• _Problem set_
• a. Answer these questions from the passage on the measles study:
(i) What type of model did the authors use for their multivariate analysis?
(ii) Children in which economic status category showed the greatest relative risk reduction?
(iii) Among children of which religion was the measles program's impact found significant in explaining mortality reductions?
• b. For each statement, say yes or no depending on whether the passage on the measles study agrees with it, and quote the words that decide it.
(i) The model included the father's education.
(ii) Muslim children have historically had higher mortality rates.
(iii) The greatest relative risk reduction was among children in the highest ES category.
• c. List every factor that the passage on the measles study says the authors' model included.

• _Source text_
◆ ◆ ◆ ◆ ◆
The authors also performed an extensive multivariate analysis, using a "proportional hazard analysis" model that included sex, mother's education, religion (Hindu/Muslim), and dwelling size that gave an overall economic status (ES) category. The impact once again showed the greatest relative risk reduction amongst children that were in the lowest ES category. In addition, the impact of the measles programme was found to be significant in explaining reductions in mortality amongst Muslim children (who also have historically had higher mortality rates).
◆ ◆ ◆ ◆ ◆
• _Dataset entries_
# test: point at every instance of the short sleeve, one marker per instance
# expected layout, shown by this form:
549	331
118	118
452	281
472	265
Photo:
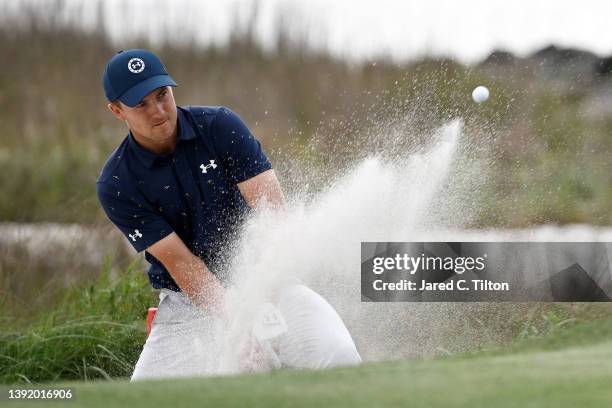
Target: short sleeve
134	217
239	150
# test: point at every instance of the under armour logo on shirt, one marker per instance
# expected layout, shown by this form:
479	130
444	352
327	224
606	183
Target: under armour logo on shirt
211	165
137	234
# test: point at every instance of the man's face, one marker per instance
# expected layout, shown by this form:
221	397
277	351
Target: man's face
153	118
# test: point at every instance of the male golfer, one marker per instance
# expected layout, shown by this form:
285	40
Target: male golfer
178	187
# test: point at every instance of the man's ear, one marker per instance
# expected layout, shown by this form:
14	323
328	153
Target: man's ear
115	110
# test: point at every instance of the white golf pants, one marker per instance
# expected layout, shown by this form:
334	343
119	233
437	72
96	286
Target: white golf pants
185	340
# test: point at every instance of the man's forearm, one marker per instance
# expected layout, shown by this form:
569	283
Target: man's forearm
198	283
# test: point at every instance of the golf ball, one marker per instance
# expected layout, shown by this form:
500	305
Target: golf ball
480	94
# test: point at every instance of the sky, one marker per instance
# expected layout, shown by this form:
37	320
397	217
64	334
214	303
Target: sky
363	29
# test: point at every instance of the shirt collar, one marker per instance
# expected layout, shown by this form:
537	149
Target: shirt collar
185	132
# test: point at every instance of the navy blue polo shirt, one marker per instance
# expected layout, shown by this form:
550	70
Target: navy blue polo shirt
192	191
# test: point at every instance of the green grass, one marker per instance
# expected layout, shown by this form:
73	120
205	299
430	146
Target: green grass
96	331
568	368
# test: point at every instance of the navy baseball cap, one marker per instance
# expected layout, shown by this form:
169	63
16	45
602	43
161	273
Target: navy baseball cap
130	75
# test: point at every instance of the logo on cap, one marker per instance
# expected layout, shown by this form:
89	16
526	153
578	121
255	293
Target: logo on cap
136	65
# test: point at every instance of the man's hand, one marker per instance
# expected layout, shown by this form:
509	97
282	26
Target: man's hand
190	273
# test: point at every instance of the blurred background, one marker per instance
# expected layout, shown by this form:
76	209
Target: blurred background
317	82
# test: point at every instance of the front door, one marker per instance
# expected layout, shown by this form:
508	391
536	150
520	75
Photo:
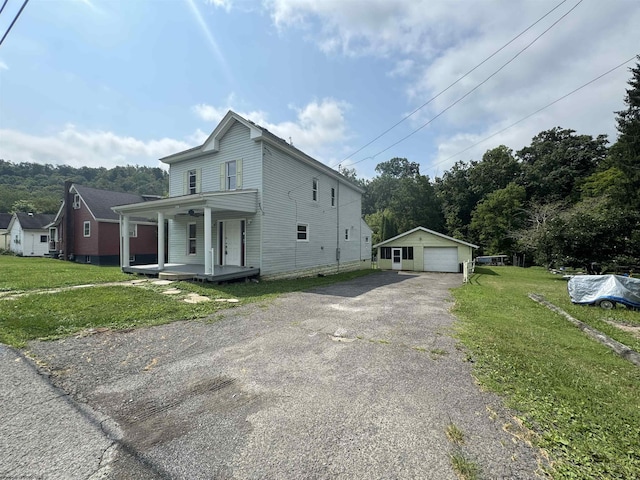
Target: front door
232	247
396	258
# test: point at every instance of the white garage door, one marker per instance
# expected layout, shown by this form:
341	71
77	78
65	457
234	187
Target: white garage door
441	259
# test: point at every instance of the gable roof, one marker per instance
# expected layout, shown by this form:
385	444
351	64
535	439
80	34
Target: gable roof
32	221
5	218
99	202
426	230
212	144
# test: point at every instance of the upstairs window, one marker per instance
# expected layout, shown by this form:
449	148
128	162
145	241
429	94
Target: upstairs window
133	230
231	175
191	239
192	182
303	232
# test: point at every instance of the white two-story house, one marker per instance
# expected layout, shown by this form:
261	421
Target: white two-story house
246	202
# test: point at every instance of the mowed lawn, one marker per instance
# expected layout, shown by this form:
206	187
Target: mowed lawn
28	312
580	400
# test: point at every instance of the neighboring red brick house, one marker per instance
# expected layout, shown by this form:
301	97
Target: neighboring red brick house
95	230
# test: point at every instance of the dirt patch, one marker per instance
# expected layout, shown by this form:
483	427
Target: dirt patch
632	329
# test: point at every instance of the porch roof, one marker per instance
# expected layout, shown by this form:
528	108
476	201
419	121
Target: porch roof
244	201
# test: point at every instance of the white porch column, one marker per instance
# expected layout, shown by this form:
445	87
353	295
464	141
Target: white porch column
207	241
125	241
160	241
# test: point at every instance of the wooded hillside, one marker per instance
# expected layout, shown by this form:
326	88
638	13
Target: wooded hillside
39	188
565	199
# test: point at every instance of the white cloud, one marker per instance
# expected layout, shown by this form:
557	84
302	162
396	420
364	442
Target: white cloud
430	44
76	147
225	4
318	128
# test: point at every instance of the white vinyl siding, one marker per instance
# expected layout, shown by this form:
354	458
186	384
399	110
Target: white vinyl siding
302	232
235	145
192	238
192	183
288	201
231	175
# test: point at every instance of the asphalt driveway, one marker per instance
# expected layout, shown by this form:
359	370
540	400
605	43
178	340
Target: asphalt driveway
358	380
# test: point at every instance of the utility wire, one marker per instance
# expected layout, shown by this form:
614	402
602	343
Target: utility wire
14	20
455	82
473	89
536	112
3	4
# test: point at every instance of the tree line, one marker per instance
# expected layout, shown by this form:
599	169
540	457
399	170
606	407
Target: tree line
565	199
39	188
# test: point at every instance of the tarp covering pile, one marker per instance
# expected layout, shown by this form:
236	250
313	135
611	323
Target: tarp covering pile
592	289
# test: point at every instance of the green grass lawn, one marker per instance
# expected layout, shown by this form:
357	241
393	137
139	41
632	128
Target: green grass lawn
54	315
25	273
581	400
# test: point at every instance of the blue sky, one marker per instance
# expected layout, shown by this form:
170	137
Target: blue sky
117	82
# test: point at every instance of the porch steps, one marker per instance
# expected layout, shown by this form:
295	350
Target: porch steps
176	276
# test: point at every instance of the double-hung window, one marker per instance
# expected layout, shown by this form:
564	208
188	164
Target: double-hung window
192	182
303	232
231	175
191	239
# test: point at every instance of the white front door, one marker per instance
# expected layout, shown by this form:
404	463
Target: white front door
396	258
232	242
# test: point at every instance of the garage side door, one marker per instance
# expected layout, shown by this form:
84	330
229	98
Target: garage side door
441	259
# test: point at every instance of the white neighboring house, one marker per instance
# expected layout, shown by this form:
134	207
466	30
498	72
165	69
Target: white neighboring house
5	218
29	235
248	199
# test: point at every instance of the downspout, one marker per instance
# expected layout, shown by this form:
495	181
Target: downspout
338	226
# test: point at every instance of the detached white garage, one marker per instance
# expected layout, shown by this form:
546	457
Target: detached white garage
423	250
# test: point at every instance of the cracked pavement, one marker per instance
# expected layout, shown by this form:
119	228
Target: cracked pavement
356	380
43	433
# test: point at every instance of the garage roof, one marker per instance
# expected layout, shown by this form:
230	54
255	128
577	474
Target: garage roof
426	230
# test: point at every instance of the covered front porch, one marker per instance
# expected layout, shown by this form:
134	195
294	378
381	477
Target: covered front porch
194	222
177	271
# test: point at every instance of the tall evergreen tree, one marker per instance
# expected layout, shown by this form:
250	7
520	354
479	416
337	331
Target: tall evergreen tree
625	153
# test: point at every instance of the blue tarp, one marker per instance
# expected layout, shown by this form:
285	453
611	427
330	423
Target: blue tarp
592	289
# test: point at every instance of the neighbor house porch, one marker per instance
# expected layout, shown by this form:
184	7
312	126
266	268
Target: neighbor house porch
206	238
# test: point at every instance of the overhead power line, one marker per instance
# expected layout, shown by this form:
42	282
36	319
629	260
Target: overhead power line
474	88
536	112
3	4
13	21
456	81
◆ ◆ ◆ ◆ ◆
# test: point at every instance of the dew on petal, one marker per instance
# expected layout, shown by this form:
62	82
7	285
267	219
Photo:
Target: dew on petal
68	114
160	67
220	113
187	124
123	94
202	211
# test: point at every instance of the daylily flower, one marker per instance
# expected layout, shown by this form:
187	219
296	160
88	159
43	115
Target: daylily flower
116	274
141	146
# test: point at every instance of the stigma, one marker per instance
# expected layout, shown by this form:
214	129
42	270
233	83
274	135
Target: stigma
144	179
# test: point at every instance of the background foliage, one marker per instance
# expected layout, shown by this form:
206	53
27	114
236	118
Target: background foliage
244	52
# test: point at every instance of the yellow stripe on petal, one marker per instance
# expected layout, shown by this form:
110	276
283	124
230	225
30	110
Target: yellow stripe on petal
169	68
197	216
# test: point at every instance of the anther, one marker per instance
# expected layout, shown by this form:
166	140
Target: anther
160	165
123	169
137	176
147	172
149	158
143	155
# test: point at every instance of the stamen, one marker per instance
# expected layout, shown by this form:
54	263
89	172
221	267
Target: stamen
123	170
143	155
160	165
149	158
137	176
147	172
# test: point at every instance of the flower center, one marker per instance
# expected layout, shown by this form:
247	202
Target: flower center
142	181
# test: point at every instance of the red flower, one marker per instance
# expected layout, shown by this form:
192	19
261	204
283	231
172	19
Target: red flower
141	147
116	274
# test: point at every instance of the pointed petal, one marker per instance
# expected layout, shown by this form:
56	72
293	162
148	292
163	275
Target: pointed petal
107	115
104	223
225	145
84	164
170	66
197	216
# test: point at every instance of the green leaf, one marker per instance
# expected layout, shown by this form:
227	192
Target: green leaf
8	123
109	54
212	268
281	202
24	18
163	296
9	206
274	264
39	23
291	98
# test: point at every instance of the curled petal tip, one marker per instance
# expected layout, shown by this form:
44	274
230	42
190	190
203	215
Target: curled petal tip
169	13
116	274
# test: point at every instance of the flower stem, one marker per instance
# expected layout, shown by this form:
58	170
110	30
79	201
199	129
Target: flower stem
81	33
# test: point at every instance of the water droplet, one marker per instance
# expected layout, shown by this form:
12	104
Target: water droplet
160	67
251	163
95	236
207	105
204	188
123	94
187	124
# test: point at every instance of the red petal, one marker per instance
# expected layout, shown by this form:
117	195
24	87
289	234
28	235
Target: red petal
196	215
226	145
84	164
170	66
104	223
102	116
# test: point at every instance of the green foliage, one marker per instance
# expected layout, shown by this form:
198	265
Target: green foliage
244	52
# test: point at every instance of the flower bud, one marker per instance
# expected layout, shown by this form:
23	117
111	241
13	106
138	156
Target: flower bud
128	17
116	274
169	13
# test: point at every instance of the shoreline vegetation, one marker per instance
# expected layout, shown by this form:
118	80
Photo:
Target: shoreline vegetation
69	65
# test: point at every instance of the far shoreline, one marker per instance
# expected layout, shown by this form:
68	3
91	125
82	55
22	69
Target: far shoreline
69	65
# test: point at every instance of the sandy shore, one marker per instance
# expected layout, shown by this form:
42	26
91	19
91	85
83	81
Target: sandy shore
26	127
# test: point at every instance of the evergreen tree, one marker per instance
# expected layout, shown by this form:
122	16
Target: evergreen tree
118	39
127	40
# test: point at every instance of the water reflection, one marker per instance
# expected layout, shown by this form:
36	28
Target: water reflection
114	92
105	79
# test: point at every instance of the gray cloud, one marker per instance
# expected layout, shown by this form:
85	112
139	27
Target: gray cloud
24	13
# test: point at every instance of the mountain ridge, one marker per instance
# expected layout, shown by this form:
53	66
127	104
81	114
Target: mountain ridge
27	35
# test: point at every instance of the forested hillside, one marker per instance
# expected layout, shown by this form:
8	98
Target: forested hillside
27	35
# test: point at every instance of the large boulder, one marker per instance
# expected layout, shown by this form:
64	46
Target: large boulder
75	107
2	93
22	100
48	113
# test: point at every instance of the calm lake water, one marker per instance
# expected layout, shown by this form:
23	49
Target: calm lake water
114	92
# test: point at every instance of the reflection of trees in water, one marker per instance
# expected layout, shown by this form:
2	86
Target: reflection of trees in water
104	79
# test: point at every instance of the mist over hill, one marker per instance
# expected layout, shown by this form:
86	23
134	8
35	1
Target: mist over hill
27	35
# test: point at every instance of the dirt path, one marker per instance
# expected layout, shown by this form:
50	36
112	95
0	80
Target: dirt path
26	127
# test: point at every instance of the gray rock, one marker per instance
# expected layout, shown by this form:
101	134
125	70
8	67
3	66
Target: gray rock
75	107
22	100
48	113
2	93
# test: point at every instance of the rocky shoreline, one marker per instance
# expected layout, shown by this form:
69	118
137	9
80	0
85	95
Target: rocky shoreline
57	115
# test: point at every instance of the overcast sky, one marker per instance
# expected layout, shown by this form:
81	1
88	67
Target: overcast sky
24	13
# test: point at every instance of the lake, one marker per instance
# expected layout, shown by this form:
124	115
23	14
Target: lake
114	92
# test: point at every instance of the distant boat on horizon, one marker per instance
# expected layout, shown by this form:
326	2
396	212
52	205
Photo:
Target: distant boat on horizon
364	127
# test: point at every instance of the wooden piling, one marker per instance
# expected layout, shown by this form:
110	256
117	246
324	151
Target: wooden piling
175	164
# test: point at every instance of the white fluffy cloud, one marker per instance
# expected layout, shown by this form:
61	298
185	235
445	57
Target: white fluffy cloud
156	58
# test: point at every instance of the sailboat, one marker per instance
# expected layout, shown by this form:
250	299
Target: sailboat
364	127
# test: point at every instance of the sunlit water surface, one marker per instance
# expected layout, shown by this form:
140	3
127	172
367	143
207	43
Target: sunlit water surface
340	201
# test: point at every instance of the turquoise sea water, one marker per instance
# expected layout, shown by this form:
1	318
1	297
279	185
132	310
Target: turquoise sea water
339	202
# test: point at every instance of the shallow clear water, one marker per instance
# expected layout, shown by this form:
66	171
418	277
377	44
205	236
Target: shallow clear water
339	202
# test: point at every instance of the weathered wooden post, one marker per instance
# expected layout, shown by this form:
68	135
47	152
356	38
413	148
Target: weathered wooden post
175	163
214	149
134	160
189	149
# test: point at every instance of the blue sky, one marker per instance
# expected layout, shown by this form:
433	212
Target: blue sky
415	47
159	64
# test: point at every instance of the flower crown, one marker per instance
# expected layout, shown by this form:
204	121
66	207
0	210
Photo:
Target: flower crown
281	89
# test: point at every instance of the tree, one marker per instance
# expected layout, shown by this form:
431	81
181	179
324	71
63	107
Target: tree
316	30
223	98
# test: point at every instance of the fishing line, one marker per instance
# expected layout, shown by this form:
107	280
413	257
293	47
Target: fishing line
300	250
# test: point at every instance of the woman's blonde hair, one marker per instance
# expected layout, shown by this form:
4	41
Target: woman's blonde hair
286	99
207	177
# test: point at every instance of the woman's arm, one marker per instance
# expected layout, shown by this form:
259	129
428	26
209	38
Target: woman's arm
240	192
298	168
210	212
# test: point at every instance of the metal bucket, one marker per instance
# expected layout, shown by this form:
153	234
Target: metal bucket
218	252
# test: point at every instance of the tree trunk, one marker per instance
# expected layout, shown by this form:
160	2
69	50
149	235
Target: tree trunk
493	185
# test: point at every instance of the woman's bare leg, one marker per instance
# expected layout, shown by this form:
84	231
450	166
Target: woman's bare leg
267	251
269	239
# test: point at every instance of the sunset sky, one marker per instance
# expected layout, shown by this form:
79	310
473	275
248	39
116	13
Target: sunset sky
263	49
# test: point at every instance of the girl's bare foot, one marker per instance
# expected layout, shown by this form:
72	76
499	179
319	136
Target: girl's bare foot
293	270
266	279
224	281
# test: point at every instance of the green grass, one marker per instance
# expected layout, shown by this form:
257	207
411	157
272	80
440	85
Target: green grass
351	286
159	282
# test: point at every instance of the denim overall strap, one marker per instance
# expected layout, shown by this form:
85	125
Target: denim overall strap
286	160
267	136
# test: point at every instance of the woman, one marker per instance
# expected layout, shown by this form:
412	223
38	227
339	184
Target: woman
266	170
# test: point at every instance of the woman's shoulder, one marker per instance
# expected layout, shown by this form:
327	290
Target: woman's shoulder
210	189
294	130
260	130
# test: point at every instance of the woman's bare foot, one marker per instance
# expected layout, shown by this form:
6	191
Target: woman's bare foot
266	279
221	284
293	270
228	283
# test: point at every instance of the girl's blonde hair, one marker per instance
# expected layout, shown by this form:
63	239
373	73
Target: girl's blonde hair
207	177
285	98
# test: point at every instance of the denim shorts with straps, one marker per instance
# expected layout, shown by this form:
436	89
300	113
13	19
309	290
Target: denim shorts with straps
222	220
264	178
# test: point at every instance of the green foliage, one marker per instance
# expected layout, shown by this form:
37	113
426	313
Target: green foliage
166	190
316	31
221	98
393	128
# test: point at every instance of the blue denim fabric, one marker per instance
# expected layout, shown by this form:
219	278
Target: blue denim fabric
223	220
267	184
◆ ◆ ◆ ◆ ◆
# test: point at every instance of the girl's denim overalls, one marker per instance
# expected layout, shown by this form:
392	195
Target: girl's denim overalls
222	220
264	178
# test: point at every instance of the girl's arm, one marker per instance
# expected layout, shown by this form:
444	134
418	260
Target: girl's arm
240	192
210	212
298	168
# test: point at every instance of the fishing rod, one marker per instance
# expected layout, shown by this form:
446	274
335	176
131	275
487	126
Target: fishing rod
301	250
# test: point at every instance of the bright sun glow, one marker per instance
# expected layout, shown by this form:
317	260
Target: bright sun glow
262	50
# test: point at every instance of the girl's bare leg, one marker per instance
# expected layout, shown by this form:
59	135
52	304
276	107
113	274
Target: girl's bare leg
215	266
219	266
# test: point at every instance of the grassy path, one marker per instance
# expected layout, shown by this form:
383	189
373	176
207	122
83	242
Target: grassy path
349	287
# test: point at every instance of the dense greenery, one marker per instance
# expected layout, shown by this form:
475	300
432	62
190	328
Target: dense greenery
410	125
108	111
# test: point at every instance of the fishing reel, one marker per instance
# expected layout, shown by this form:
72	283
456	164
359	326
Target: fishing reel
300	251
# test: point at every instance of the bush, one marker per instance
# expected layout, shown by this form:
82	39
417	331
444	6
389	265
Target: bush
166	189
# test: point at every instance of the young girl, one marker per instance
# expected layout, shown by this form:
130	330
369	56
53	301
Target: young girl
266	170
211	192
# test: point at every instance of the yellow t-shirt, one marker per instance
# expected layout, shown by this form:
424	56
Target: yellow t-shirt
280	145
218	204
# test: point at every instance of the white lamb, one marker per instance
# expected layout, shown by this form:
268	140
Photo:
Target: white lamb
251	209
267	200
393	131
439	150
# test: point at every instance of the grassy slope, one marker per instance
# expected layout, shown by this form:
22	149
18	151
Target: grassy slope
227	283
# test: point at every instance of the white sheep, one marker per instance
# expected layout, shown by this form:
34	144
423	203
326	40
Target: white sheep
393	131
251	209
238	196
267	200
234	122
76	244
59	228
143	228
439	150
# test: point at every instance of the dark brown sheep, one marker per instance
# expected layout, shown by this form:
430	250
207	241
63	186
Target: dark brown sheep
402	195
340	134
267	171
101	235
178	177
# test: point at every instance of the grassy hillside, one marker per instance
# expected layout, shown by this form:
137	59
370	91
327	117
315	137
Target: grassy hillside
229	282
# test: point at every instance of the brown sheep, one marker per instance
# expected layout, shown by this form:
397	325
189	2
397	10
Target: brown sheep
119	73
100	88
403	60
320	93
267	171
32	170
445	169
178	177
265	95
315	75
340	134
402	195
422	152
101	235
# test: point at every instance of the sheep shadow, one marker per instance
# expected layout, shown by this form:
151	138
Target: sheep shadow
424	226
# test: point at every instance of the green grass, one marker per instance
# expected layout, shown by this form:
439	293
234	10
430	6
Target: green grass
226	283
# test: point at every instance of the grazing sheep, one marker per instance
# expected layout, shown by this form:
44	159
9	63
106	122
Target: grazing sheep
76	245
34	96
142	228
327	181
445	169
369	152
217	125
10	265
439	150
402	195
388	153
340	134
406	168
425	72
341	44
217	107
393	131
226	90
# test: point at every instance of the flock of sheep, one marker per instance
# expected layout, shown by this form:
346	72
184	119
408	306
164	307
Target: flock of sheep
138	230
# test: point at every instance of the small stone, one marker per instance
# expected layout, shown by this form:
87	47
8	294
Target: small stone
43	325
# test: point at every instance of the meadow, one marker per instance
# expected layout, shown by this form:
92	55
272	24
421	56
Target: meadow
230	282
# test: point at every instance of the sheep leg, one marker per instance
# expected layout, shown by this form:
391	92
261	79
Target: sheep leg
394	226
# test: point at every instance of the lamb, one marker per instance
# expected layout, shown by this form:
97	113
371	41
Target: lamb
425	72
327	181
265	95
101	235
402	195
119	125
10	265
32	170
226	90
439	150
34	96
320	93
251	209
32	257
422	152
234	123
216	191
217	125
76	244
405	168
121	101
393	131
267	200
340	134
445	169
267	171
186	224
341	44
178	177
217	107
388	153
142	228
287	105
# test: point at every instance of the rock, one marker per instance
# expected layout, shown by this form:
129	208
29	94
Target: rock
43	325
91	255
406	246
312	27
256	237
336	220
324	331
◆ ◆ ◆ ◆ ◆
• _Answers provided_
• a.
(i) A "proportional hazard analysis" model.
(ii) The lowest ES category.
(iii) Muslim children.

• b.
(i) No: "sex, mother's education, religion (Hindu/Muslim), and dwelling size"
(ii) Yes: "who also have historically had higher mortality rates"
(iii) No: "the greatest relative risk reduction amongst children that were in the lowest ES category"

• c.
Sex
Mother's education
Religion (Hindu/Muslim)
Dwelling size